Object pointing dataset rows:

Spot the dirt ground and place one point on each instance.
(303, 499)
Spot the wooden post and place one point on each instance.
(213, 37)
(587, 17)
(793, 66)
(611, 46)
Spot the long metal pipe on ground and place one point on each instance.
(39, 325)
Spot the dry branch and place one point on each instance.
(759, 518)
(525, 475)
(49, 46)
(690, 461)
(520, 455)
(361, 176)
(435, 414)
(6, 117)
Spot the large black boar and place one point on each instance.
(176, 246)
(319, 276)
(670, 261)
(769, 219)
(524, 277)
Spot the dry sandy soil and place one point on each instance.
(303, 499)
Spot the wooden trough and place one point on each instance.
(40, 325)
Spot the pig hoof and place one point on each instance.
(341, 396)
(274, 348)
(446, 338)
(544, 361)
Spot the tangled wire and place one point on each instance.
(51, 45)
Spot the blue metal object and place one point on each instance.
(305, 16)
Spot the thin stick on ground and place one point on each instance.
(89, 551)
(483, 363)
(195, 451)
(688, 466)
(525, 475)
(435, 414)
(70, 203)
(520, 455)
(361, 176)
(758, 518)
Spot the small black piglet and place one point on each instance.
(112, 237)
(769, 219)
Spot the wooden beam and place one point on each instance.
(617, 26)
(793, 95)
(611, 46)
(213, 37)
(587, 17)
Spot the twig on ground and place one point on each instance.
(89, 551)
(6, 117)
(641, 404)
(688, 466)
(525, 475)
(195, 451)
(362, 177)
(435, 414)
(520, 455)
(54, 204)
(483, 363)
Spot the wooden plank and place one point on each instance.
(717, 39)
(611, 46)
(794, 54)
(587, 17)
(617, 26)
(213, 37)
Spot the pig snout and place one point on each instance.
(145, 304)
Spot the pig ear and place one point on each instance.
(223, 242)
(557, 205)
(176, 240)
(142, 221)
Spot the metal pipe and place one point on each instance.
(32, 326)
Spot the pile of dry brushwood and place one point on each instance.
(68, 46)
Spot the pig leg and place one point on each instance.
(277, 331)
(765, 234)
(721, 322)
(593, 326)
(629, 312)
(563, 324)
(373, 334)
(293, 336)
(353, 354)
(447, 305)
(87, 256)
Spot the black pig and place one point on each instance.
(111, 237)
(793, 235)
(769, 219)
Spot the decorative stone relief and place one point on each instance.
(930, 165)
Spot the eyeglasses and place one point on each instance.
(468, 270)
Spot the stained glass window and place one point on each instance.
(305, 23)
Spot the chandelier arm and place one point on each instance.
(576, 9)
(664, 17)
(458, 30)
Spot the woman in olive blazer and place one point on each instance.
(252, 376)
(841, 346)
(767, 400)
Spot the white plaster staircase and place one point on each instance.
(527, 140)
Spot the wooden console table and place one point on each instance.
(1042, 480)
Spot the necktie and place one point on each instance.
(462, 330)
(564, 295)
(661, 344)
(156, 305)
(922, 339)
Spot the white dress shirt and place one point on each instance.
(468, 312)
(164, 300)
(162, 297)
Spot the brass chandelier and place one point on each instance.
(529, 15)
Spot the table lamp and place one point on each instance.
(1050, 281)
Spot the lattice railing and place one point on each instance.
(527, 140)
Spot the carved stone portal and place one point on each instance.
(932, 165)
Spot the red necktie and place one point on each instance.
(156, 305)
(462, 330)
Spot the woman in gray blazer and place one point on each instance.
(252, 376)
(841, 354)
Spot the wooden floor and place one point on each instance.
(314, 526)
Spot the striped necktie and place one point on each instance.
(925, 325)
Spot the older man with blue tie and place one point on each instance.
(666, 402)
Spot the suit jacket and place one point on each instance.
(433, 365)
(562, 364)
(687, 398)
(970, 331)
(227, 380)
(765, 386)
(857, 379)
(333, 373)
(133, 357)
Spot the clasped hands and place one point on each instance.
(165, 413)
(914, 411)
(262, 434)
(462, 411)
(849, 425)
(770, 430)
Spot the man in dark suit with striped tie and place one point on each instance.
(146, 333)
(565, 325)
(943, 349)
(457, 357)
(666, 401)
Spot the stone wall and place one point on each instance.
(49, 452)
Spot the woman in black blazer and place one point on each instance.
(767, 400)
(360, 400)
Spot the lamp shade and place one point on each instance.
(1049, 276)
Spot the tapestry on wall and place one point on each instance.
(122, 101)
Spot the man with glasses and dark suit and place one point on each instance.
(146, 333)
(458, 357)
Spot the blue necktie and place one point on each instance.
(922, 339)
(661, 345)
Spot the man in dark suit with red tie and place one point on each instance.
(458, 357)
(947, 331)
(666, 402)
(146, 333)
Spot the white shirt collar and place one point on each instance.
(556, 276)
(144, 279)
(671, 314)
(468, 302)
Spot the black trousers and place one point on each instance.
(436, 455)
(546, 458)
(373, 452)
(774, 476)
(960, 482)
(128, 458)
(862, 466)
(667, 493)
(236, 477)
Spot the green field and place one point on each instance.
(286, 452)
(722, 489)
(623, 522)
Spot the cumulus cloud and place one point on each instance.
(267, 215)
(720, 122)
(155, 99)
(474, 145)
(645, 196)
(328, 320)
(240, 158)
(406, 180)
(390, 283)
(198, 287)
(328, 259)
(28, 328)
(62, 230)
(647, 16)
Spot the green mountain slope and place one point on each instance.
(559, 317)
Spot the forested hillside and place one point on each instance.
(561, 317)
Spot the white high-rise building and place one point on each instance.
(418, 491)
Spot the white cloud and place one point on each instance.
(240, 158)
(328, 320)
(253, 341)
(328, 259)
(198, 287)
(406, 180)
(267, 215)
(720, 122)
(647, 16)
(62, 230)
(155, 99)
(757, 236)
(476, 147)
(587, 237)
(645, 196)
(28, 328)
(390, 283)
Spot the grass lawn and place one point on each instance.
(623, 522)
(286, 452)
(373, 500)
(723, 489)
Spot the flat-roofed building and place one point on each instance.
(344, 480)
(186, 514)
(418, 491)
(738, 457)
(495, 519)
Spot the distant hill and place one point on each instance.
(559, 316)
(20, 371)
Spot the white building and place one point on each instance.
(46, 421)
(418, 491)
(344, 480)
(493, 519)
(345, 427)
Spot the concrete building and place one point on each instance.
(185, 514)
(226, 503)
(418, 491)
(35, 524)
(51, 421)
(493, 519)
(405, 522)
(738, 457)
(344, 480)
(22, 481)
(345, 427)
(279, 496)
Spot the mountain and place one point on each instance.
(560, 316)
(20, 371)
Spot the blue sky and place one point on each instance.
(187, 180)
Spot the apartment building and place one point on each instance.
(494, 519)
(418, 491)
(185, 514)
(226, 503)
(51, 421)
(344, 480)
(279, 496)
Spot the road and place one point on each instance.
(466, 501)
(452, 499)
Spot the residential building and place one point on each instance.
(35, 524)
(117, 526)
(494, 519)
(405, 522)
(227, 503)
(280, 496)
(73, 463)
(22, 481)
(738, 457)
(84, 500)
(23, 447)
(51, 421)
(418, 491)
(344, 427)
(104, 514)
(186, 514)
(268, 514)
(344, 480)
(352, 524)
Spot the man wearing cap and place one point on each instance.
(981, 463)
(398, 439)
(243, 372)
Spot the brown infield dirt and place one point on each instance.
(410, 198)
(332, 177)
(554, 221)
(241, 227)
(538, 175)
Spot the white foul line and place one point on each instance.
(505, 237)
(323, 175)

What you have to do ▸ Would you give again, word for word, every line from the one with "Spot the mountain" through the final line of the listing above?

Output of the exercise ▸
Spot the mountain and place one point on each instance.
(560, 316)
(20, 371)
Spot the blue sky and place one point on each instance.
(187, 180)
Spot the apartment building and place one point on each instance.
(494, 519)
(418, 491)
(185, 514)
(226, 503)
(51, 421)
(344, 480)
(279, 496)
Spot the road and place one point on each instance.
(466, 501)
(452, 499)
Spot the residential building and place one point on each instance.
(35, 524)
(117, 526)
(494, 519)
(405, 522)
(227, 503)
(280, 496)
(73, 463)
(22, 481)
(738, 457)
(84, 500)
(23, 447)
(51, 421)
(418, 491)
(344, 427)
(104, 514)
(186, 514)
(268, 514)
(344, 480)
(352, 524)
Spot the man wearing cap and place one point on each instance.
(981, 463)
(398, 439)
(243, 372)
Spot the brown infield dirt and place one point on each instance.
(410, 198)
(332, 177)
(554, 221)
(241, 227)
(538, 175)
Spot the white foul line and place one point on each instance.
(505, 237)
(323, 175)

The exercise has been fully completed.